━━━ GIVEN TEXT ━━━

Wednesday, January 11, 2012

Bibliographic Framework: RDF and Linked Data

With the newly developed enthusiasm for RDF as the basis for library bibliographic data we are seeing a number of efforts to transform library data into this modern, web-friendly format. This is a positive development in many ways, but we need to be careful to make this transition cleanly without bringing along baggage from our past.

Recent efforts have focused on translating library record formats into RDF with the result that we now have:
    ISBD in RDF
    FRBR in RDF
    RDA in RDF

and will soon have
    MODS in RDF

In addition there are various applications that convert MARC21 to RDF, although none is "official." That is, none has been endorsed by an appropriate standards body.

Each of these efforts takes a single library standard and, using RDF as its underlying technology, creates a full metadata schema that defines each element of the standard in RDF. The result is that we now have a series of RDF silos, each defining data elements as if they belong uniquely to that standard. We have, for example, at least four different declarations of "place of publication": in ISBD, RDA, FRBR and MODS, each with its own URI. There are some differences between them (e.g. RDA separates place of publication, manufacture, production while ISBD does not) but clearly they should descend from a common ancestor:
RDA: place of publication
RDA: place of distribution
RDA: place of manufacture
FRBRer: has place of publication or distribution
ISBD: has place of publication, production, distribution
This would be annoying, but not unworkable, if these different instances of "place of publication" could be treated as having some meaning in common such that one could link a FRBRer element to an ISBD element, but they cannot. The reason they cannot is that each of these constrains the elements in a particular way that defines its relationship to a single data context (what we generally think of as a "record structure"). The elements are not independent of that context, and this means that each can only be used within that particular context. This is the antithesis of the linked data concept, where data sets from diverse sources share metadata elements. It is this re-use of elements that creates the "link" in linked data. To achieve this, metadata elements need to be unconstrained by a particular context.

Linking can also be achieved through vertical relationships, similar to "broader" and "narrower" in thesauri. This is less direct, but makes it possible to mix data sets that have differing levels of granularity. In our case, the ISBD "place of publication, production, distribution" could be defined as broader to the three RDA elements that treat those separately. Unfortunately that is not possible because of the way that ISBD and RDA have been defined in RDF. (I'll post more detail about this later for those who want more.)

The result is that we now have a series of RDF silos, expressions of our data in RDF that lack the linking capabilities of linked data because they are bound to specific data structures. Clearly we gain little in terms of linked data by creating mutually incompatible bibliographic views. Not only are these RDF schemes not compatible with each other, none will be linkable to bibliographic data from communities outside of libraries who published their data on the Web. That means no linking to Amazon, to Wikipedia, to citations within documents.

Given where we are in the development of linked data for libraries, we now have two options:

1) Define 'super-elements' that float above the record formats and that are not bound by the constraints of the RDF-defined records. In this case there would be a general "place of publication" that is super- to all of the "place of publication" elements in the various records, and would be subordinate to a general concept of "place" that is widely used (possibly a property of GeoNames). To implement linking, each record element would be extrapolated to its super elements.

━━━ DATA EXCERPT ━━━

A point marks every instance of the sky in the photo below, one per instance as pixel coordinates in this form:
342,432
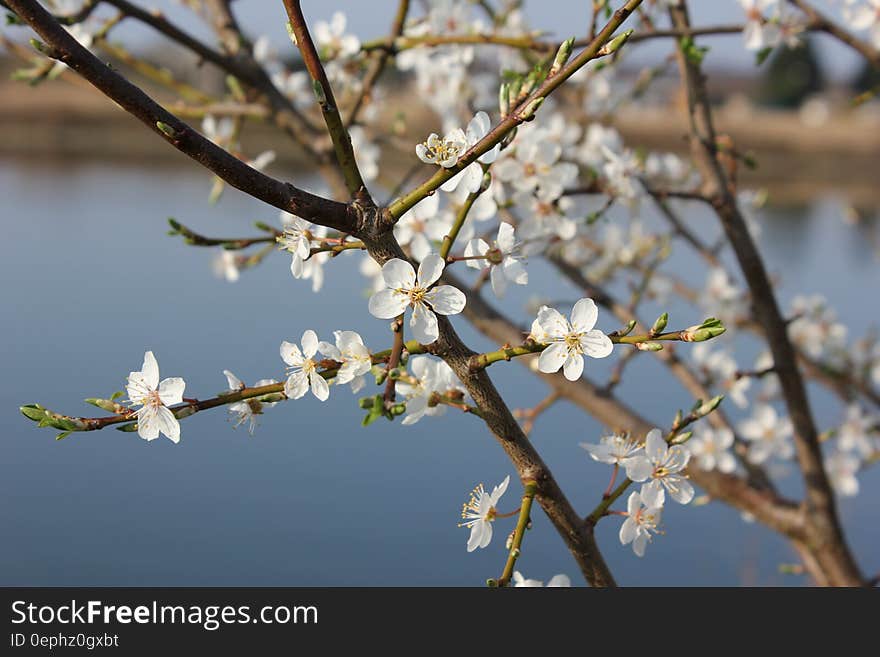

━━━

▸ **PROBLEMS TO SOLVE**:
**a)** Retype the blog post on library data in RDF, everything from "Recent efforts have" down to "appropriate standards body.".
**b)** Write what comes next in the blog post on library data in RDF, beginning after its final sentence.

▸ **ANSWERS PROVIDED**:
**a)**
Recent efforts have focused on translating library record formats into RDF with the result that we now have:
    ISBD in RDF
    FRBR in RDF
    RDA in RDF

and will soon have
    MODS in RDF

In addition there are various applications that convert MARC21 to RDF, although none is "official." That is, none has been endorsed by an appropriate standards body.

**b)**
2) Define our data elements outside of any particular record format first, then use these in the record schemas. In this case there would be only one instance of "place of publication" and it would be used throughout the various bibliographic records whenever an element with that meaning is needed. Those records would be interchangeable as linked data using their component data elements, and would interact with other bibliographic data on the Web using the RDF-defined elements and their relationships.

My message here is that we need to be creating data, not records, and that we need to create the data first, then build records with it for those applications where records are needed. Those records will operate internally to library systems, while the data has the potential to make connections in linked data space. I would also suggest that we cease creating silo'd RDF record formats, as these will not move us forward. Instead, we should concentrate on discovering and defining the elements of our data, and begin looking outward at all of the data we want to link to in the vast information universe.


_____
* Note on RDA: RDA in RDF includes two "versions" of each data element: one bound to FRBR and one not. The latter has potential for re-use outside of a FRBR environment, and was designed for this purpose by the DCMI/RDA task force. Its relationship to "official" RDA is somewhat unclear at this time but hopefully will gain support as the linked data concept is absorbed into the bibliographic framework.



9 comments:

Paul Burley said...

This touches on a fundamental question I have about RDA: why are there so many provisions for transcription, when so many elements of the "record" could exist as linked data or defined data elements?

Place of publication is a particularly painful example. You bring this out in your posting, but really, why are we transcribing geographics name when they’re readily available in Geonames, or even in LCSH? Similarly, why are we transcribing publisher names? A publisher is just another corporate body, this data could come from LC/NAF / VIAF. On a tangent but, why are we manually transcribing "pages", "leaves", "illustrations", "maps", etc., when these could simply be predefined data elements?

Karen, I lack your expertise, but I often look at the RDA text and wonder if it's just a hindrance towards moving into a linked data world.

Karen Coyle said...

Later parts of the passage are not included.